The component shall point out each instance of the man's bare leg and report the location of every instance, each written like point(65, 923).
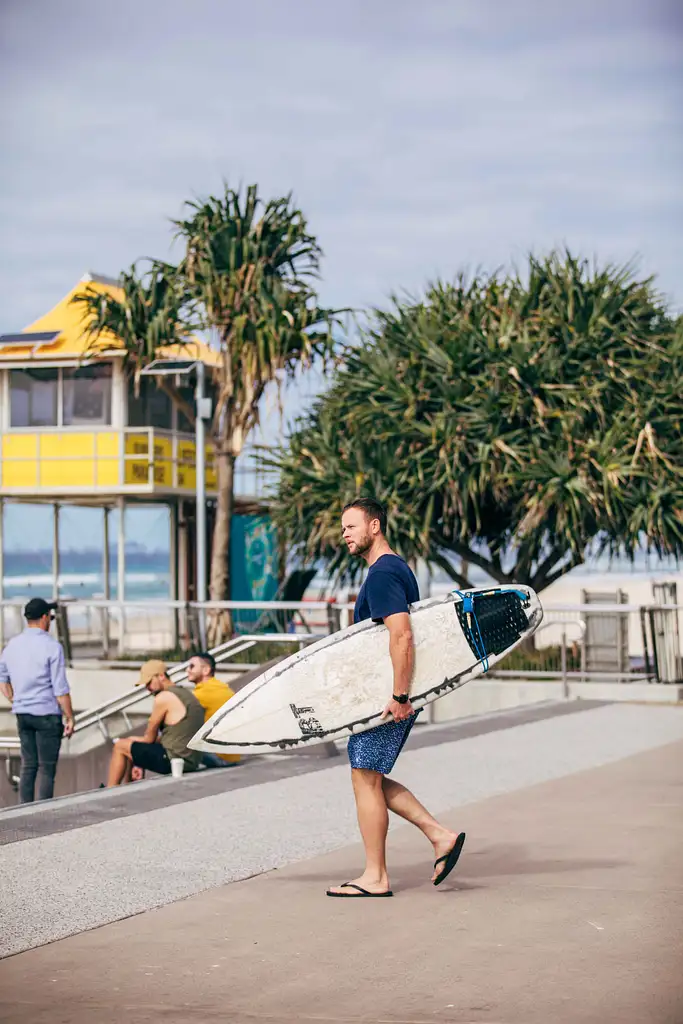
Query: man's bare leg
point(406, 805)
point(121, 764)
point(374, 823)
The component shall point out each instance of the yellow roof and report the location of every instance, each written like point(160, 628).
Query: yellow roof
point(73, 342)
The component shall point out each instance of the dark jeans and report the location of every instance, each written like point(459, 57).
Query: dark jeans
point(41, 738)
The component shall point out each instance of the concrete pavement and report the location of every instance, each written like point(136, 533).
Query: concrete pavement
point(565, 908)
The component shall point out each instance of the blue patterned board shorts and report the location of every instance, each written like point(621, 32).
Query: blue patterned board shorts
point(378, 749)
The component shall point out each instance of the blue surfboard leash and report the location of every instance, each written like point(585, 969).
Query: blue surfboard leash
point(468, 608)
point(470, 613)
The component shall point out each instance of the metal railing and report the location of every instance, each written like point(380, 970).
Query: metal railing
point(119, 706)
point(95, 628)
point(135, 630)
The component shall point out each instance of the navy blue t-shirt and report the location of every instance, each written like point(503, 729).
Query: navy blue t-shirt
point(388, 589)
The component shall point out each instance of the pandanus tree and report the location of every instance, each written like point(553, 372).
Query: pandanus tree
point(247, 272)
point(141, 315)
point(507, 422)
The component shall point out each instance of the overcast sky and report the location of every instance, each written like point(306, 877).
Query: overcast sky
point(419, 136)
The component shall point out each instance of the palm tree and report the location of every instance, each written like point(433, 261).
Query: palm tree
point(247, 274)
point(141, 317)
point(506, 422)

───

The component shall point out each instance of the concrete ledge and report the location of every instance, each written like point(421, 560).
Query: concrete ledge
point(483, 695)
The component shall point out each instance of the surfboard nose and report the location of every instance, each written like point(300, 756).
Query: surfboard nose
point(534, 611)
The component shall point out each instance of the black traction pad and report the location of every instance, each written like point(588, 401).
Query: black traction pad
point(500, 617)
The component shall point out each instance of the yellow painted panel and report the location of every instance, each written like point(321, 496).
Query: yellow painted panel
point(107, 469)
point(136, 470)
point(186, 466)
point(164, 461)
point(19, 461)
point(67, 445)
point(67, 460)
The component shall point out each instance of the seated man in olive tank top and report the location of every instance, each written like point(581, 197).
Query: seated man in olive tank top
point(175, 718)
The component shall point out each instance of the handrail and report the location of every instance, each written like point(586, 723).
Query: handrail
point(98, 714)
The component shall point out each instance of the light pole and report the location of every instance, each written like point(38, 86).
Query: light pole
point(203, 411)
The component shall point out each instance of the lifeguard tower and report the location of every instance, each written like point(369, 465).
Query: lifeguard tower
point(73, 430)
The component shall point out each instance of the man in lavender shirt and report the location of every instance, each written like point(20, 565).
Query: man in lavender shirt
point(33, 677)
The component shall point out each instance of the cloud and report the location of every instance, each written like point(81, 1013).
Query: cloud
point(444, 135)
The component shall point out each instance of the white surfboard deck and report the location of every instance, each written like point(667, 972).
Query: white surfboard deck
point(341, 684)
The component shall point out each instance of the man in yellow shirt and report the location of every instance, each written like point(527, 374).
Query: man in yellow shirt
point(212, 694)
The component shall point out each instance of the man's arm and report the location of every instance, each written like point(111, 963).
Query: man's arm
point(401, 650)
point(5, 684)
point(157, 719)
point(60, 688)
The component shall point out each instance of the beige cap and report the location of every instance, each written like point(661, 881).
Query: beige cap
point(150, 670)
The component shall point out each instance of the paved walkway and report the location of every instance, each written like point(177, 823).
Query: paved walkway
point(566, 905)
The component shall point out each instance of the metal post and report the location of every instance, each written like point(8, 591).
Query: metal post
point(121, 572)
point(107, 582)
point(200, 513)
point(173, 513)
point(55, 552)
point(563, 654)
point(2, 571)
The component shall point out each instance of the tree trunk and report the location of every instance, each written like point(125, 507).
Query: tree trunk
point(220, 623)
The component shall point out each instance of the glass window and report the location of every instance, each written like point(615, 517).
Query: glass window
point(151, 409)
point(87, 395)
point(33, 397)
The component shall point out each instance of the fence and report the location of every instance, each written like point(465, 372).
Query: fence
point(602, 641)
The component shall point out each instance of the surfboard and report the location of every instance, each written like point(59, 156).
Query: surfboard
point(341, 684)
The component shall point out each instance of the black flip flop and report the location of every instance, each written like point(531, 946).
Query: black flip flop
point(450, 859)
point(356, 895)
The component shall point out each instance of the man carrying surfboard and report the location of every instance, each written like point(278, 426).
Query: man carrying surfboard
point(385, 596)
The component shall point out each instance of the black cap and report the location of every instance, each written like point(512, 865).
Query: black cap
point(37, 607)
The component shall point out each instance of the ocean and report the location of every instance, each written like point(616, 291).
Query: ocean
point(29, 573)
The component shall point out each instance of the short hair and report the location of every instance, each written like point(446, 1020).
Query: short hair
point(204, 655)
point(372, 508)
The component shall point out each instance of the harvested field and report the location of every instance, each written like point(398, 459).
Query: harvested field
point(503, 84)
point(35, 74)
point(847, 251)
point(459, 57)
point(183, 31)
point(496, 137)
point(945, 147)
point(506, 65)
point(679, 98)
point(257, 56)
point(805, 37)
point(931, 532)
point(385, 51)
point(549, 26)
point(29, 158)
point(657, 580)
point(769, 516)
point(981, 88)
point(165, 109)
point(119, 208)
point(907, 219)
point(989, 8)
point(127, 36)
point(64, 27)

───

Aim of the task -
Return, word for word, the lines of the records from the line that contains "The component shall point out each instance of the surfboard and" through the line that contains "point(385, 596)", including both of those lines.

Task result -
The component shall point out each instance of the surfboard and report the location of every instance, each written like point(59, 156).
Query: surfboard
point(341, 684)
The component shall point out each instance of the black flip flop and report the location of every instance, each written like point(531, 946).
Query: black flip flop
point(450, 859)
point(356, 895)
The component shall point out each instance of the man carrying surfboard and report the location of every instance, each written like point(278, 426).
Query: man carrying surfboard
point(385, 596)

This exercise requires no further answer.